(Selected passage):
= = = = =
This patch implements the throttling.

Throttling is done via computing a slice_avg, which is the upper limit
of what a task's sleep_avg may be and be sane. When a task begins to
consume more CPU than it's sleep_avg indicates it should, the task will
be throttled. A task which conforms to expectations can save credit for
later use, which allows interactive tasks to do a burst of activity
without being throttled. When their reserve is exhausted however,
that's the end of high ussage at high priority.

Signed-off-by: Mike Galbraith <[email protected]>

--- linux-2.6.16-mm1/include/linux/sched.h.org 2006-02-28 06:11:17.000000000 +0100
+++ linux-2.6.16-mm1/include/linux/sched.h 2006-02-28 06:11:41.000000000 +0100
@@ -733,14 +733,14 @@
unsigned short ioprio;
unsigned int btrace_seq;

- unsigned long sleep_avg;
+ unsigned long sleep_avg, last_slice, throttle;
unsigned long long timestamp, last_ran;
unsigned long long sched_time; /* sched_clock time spent running */
enum sleep_type sleep_type;

unsigned long policy;
cpumask_t cpus_allowed;
- unsigned int time_slice, first_time_slice;
+ unsigned int time_slice, slice_info;
long slice_time_ns;

#ifdef CONFIG_SCHEDSTATS
--- linux-2.6.16-mm1/kernel/sched.c-3.interactivity 2006-03-23 15:18:48.000000000 +0100
+++ linux-2.6.16-mm1/kernel/sched.c 2006-03-23 16:28:04.000000000 +0100
@@ -80,6 +80,21 @@
#define NS_TO_JIFFIES(TIME) ((TIME) / (1000000000 / HZ))
#define JIFFIES_TO_NS(TIME) ((TIME) * (1000000000 / HZ))

+#if (BITS_PER_LONG < 64)
+#define JIFFIES_TO_NS64(TIME) \
+ ((unsigned long long)(TIME) * ((unsigned long) (1000000000 / HZ)))
+
+#define NS64_TO_JIFFIES(TIME) \
+ ((((unsigned long long)((TIME)) >> BITS_PER_LONG) * \
+ (1 + NS_TO_JIFFIES(~0UL))) + NS_TO_JIFFIES((unsigned long)(TIME)))
+#else /* BITS_PER_LONG < 64 */
+
+#define NS64_TO_JIFFIES(TIME) NS_TO_JIFFIES(TIME)
= = = = =
(Collected data entries):
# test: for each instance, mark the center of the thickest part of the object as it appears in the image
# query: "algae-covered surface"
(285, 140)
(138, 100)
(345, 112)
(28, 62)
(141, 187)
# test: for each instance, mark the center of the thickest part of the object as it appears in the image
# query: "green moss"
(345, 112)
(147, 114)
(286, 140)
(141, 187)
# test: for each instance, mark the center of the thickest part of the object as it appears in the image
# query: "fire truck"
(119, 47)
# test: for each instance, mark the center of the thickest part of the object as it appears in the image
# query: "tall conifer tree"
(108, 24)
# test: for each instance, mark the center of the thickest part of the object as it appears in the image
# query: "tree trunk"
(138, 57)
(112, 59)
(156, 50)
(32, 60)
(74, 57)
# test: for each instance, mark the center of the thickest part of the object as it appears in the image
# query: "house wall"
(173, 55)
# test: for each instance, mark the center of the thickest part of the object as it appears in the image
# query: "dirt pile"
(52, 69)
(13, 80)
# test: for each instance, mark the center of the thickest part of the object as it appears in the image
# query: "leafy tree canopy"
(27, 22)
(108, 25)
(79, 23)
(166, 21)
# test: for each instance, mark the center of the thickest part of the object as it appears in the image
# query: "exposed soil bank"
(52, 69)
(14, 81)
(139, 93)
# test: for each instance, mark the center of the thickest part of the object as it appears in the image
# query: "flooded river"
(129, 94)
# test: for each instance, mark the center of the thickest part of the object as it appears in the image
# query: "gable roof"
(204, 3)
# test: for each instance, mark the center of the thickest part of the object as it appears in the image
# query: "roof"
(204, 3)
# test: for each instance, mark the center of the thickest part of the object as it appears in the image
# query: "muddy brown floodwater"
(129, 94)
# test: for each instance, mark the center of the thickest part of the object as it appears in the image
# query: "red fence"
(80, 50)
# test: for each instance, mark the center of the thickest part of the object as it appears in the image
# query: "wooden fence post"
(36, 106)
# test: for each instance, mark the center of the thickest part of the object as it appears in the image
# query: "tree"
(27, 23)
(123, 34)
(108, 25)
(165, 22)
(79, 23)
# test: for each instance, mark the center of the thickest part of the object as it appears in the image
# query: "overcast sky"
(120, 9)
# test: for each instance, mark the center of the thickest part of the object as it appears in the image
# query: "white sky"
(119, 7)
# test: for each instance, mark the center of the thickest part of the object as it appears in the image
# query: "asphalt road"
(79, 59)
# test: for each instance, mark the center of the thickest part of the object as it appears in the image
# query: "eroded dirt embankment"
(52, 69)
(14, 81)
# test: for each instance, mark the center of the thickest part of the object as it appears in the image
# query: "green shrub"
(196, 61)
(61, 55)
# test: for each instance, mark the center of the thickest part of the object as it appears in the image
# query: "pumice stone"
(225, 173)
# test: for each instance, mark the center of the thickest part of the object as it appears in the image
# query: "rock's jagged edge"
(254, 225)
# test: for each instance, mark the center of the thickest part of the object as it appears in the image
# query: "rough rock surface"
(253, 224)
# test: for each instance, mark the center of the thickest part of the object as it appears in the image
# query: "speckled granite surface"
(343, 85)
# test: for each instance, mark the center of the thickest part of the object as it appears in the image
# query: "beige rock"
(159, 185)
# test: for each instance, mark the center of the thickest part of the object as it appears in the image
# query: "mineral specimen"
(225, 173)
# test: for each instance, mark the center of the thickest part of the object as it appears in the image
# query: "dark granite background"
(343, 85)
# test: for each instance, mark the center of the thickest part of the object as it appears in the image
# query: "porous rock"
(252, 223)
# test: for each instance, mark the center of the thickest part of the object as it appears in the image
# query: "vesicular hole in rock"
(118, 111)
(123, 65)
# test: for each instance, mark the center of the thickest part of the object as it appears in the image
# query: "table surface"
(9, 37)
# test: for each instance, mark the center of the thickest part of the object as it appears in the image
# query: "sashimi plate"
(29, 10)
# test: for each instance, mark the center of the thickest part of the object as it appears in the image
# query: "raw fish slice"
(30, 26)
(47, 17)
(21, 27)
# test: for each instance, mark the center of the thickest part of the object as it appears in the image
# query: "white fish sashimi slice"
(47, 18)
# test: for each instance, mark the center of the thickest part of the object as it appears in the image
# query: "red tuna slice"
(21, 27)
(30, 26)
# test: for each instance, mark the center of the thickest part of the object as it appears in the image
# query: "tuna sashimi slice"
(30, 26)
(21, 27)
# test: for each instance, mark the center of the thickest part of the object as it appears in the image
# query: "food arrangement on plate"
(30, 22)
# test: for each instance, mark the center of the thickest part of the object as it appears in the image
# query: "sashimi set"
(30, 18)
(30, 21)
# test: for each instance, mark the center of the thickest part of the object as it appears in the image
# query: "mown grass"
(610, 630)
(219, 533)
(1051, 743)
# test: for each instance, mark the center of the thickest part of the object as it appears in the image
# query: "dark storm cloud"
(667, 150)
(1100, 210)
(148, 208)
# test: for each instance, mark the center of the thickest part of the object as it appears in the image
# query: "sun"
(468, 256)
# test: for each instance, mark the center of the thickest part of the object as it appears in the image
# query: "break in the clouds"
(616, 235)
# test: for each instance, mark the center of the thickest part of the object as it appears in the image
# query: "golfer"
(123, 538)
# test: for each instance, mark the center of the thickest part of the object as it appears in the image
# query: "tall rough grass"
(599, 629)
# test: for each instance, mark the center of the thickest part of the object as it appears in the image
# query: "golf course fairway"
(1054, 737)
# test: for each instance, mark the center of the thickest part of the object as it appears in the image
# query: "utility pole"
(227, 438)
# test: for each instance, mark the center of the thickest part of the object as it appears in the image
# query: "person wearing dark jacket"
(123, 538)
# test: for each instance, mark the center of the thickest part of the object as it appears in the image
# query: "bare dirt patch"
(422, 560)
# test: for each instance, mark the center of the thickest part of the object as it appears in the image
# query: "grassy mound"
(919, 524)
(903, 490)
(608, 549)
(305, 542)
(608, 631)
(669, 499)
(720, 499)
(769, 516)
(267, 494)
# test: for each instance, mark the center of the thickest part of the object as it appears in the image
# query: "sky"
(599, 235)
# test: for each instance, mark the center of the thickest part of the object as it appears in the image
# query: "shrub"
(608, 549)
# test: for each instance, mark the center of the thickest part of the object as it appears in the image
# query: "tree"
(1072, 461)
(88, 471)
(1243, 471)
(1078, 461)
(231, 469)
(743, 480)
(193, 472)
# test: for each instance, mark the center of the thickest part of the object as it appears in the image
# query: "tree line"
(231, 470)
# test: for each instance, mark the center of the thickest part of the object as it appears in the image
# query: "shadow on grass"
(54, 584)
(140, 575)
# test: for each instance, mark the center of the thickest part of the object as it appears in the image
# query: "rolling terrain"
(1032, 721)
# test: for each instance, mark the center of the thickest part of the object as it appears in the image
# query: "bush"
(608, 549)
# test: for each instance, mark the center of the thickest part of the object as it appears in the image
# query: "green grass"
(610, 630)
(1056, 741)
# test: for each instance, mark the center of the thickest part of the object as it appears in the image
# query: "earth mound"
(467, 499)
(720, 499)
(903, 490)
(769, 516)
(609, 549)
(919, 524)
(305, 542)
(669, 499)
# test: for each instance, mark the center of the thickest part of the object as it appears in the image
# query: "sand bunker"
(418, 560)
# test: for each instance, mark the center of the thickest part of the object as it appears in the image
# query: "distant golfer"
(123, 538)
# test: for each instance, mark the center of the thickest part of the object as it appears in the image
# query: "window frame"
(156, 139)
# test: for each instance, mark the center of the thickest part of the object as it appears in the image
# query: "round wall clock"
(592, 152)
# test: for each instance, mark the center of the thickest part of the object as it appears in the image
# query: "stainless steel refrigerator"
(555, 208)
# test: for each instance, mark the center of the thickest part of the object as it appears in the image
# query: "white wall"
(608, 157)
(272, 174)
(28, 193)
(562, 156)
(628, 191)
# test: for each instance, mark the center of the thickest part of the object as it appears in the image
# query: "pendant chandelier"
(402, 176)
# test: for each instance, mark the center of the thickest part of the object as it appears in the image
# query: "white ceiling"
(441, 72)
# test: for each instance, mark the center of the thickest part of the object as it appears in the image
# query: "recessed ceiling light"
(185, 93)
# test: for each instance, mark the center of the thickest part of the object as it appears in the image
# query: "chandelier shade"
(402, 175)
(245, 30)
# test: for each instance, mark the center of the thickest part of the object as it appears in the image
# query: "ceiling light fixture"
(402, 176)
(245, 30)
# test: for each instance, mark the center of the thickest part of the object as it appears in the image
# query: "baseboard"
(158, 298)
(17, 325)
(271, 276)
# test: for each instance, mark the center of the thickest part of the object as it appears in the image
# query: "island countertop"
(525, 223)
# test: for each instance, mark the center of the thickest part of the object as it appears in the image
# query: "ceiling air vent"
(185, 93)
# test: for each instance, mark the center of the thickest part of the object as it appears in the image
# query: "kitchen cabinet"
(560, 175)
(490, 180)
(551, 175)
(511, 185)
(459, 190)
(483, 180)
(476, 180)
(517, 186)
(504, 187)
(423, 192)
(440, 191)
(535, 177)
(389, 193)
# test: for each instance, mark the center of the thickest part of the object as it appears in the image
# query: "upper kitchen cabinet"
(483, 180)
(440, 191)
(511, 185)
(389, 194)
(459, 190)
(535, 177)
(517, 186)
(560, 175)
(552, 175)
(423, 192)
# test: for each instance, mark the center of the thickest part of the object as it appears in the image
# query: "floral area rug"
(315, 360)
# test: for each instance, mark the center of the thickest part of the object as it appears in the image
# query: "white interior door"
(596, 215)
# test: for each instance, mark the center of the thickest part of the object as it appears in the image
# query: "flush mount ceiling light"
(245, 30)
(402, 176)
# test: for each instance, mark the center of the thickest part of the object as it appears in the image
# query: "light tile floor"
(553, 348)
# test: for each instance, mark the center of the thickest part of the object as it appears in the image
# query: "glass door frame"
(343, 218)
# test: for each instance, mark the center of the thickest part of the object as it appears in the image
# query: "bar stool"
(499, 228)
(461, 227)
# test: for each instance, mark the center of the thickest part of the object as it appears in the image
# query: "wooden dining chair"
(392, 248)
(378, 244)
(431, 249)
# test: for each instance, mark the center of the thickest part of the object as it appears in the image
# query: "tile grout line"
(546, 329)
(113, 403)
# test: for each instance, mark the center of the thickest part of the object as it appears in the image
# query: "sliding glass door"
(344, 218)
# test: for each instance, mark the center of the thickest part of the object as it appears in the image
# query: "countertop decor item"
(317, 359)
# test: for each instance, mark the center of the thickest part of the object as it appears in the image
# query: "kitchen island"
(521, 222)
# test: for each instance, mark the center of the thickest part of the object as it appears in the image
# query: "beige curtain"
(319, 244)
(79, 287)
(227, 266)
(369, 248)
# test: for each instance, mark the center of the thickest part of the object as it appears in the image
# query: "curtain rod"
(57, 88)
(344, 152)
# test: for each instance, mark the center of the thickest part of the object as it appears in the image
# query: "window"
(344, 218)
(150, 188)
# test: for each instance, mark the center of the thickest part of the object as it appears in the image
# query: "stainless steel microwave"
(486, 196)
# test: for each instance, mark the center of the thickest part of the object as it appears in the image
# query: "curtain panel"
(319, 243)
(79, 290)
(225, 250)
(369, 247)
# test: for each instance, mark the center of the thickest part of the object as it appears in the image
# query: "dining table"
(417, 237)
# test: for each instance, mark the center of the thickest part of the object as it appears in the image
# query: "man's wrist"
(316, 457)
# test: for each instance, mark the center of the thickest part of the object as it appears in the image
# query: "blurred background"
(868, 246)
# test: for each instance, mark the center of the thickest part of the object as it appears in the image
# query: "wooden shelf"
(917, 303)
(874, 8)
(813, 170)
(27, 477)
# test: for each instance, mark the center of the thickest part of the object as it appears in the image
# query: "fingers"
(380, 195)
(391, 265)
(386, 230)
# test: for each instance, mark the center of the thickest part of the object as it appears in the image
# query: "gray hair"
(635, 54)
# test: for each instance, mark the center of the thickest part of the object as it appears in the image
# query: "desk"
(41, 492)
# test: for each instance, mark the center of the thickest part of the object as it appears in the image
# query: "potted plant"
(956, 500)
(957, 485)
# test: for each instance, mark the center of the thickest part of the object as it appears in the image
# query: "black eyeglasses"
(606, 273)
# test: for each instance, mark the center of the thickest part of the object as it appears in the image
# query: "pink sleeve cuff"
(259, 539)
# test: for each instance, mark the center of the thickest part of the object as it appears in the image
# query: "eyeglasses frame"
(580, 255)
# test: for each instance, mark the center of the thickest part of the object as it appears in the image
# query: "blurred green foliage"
= = = = =
Revise the scheduler patch from the words "#ifdef CONFIG_SCHEDSTATS" through "(1000000000 / HZ)))", putting "CONFIG_SCHED_DEBUG" wherever "CONFIG_SCHEDSTATS" appears.

(Answer):
#ifdef CONFIG_SCHED_DEBUG
--- linux-2.6.16-mm1/kernel/sched.c-3.interactivity 2006-03-23 15:18:48.000000000 +0100
+++ linux-2.6.16-mm1/kernel/sched.c 2006-03-23 16:28:04.000000000 +0100
@@ -80,6 +80,21 @@
#define NS_TO_JIFFIES(TIME) ((TIME) / (1000000000 / HZ))
#define JIFFIES_TO_NS(TIME) ((TIME) * (1000000000 / HZ))

+#if (BITS_PER_LONG < 64)
+#define JIFFIES_TO_NS64(TIME) \
+ ((unsigned long long)(TIME) * ((unsigned long) (1000000000 / HZ)))